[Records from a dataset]
▬▬▬
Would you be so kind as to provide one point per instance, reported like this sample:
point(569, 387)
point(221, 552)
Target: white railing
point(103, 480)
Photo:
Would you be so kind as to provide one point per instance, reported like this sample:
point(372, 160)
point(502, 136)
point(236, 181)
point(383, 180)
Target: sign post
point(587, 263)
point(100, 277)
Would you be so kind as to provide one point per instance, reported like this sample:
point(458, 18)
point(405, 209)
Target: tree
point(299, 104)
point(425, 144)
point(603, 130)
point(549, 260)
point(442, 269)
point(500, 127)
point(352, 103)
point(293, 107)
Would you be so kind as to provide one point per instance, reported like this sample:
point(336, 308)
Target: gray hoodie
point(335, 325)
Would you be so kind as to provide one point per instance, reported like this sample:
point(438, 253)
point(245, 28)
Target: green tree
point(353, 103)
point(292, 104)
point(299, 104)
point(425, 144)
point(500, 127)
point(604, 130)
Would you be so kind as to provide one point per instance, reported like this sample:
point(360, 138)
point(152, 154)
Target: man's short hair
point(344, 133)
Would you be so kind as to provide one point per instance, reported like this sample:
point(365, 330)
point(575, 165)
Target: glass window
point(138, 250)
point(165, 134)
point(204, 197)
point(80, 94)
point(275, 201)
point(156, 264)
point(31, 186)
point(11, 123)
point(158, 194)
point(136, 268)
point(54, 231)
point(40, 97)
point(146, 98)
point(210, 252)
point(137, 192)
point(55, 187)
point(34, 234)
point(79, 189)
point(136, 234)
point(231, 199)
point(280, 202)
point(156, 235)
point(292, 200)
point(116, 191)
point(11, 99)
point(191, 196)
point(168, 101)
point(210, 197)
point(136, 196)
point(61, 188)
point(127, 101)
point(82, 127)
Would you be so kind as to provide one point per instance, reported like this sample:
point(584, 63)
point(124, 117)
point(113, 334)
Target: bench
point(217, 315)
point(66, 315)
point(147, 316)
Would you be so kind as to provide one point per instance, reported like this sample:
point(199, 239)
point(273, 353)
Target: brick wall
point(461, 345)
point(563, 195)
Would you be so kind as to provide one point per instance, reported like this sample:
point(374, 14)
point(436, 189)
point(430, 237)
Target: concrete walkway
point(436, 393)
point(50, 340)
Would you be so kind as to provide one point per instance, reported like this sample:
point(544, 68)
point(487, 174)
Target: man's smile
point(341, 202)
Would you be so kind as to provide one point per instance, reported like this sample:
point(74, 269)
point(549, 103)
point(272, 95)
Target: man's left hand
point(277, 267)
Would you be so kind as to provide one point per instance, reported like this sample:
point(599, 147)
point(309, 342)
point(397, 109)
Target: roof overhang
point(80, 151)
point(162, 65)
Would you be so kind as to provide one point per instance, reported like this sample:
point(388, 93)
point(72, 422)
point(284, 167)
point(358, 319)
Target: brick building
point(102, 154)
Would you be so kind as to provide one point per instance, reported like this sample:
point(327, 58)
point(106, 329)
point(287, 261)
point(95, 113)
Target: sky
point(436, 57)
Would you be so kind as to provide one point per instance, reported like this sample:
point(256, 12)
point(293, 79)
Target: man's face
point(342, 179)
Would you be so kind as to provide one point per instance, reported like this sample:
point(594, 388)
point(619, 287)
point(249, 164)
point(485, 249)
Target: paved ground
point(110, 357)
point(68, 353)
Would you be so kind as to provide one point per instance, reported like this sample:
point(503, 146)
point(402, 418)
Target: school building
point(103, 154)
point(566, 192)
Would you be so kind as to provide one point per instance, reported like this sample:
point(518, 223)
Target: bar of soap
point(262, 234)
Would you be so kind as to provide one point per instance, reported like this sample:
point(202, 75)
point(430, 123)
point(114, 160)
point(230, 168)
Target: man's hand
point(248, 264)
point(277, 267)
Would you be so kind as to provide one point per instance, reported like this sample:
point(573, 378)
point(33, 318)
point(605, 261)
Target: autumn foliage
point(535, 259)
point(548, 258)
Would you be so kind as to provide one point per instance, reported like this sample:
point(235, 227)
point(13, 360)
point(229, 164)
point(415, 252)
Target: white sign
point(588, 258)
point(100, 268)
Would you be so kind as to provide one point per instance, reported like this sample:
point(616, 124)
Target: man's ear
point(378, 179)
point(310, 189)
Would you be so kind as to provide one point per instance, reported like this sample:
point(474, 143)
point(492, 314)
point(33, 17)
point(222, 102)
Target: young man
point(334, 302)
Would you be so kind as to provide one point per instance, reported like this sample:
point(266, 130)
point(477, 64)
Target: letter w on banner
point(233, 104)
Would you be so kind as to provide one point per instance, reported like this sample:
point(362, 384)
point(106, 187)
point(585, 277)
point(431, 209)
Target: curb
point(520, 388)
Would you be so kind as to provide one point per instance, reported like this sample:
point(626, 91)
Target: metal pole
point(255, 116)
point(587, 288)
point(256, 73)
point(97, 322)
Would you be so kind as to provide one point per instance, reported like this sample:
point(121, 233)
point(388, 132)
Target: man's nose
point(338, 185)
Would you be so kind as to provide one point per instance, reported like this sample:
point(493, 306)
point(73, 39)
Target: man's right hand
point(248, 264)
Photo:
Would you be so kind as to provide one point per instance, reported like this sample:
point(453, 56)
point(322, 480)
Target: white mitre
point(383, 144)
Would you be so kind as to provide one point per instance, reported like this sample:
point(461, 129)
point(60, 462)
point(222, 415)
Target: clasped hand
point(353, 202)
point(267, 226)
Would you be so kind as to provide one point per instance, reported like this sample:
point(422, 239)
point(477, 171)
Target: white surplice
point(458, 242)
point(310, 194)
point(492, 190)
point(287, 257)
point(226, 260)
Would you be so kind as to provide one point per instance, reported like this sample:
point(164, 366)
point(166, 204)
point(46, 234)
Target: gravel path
▬▬▬
■ **Exercise instructions**
Could you transcribe the entries above word for word, from the line with "point(626, 91)" down to the line with "point(73, 39)", keeping both?

■ **Exercise result**
point(626, 91)
Target: metal pole
point(255, 116)
point(587, 288)
point(256, 73)
point(97, 322)
Would you be so kind as to provide one point per instance, reported like this sample:
point(121, 233)
point(388, 132)
Target: man's nose
point(338, 185)
Would you be so kind as to provide one point per instance, reported like this sample:
point(493, 306)
point(73, 39)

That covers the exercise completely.